Standard Chartered is facing down the credit crunch and stepping up its structured finance hiring. Lenny Feder, group head of financial markets, tells us: “We are taking full advantage of the turmoil in the markets to recruit.”
While market mayhem may be making other banks cut back on structured finance, Standard Chartered has created a new team in Singapore specifically focused on these products, says Feder.
Senior recruits Marten Agren, Remy Klammers and Alexis Suzat bring to eight the number of structured finance gurus who have recently joined the bank. “We have hired the key manager, trader, and quant/IT specialist who will form the backbone of the structured trading team,” Feder adds.
Standard Chartered’s strategy shows how the bulge bracket no longer dominates structured finance hiring, says Robert Chin, a consultant at recruiters Robert Walters. “Banks which are actively hiring are the niche players, who have good brand equity in this space, rather than the large branded US or European houses. These banks can range from the Australian to the European and, in particular, the large Japanese banks.”
■ ■ ■ ■ ■
WHAT IS ASKED |
(a) List every individual person named in the article on Standard Chartered's structured finance hiring, leaving out companies.
(b) Answer these questions from the article on Standard Chartered's structured finance hiring, one answer per line:
(i) In which city has Standard Chartered created the new team?
(ii) How many structured finance specialists have recently joined the bank?
(iii) Which recruitment firm employs Robert Chin?
(c) Pick up the article on Standard Chartered's structured finance hiring from its final sentence, and extend it.
■ ■ ■ ■ ■
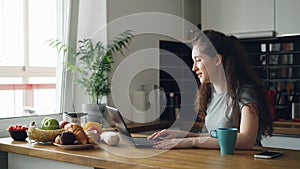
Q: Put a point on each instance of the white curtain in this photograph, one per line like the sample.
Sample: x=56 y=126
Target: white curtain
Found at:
x=67 y=16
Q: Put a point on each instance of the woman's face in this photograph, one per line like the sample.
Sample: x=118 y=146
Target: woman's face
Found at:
x=203 y=64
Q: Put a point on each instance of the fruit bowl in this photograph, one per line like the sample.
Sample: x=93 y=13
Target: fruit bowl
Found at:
x=18 y=135
x=37 y=134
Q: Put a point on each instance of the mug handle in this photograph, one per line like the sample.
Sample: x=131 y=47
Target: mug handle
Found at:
x=213 y=133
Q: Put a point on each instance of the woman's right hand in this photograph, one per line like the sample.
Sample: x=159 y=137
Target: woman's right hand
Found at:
x=168 y=134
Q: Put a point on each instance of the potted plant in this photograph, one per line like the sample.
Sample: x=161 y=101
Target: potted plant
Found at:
x=93 y=62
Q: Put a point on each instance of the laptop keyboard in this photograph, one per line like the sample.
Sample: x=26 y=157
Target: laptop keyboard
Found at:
x=143 y=141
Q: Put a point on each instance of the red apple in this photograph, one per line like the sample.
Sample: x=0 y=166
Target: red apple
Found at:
x=63 y=123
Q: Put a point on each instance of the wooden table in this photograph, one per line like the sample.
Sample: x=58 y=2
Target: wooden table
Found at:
x=102 y=157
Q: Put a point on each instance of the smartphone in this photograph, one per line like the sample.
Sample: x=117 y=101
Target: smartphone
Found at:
x=268 y=154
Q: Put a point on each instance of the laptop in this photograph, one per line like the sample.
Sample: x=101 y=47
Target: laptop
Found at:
x=118 y=121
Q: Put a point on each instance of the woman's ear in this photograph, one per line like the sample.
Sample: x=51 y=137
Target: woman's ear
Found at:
x=219 y=59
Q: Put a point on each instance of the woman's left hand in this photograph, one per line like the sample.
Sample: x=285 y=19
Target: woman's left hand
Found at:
x=173 y=143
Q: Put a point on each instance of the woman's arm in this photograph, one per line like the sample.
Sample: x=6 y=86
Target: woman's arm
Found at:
x=245 y=140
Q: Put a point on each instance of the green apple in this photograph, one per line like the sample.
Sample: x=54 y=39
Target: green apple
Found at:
x=50 y=124
x=46 y=118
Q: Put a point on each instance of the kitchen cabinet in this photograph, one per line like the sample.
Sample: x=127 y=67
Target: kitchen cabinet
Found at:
x=277 y=62
x=286 y=13
x=237 y=16
x=243 y=16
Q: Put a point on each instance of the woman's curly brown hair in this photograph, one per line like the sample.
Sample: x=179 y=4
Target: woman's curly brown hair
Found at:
x=238 y=77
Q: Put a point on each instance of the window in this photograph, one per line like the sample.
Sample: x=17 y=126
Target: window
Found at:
x=27 y=63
■ ■ ■ ■ ■
RESPONSE LIST |
(a) Lenny Feder, Marten Agren, Remy Klammers, Alexis Suzat, Robert Chin

(b)
(i) Singapore
(ii) Eight
(iii) Robert Walters

(c)
The buoyant commodities sector, rather than capital markets, is fuelling structured finance hiring this year, say Chin. Banks such as ANZ and Macquarie are creating jobs focused on financing the “real economy”, in areas including infrastructure and shipping, adds Angela Kuek, a manager at recruitment firm Hudson.
Chin says structured finance analysts with good origination and execution skills are most in demand. At VP level in Singapore average base salaries begin at SG$150k.
The Standard Chartered appointments are part the bank’s wider growth plans for its Singapore-based financial markets division.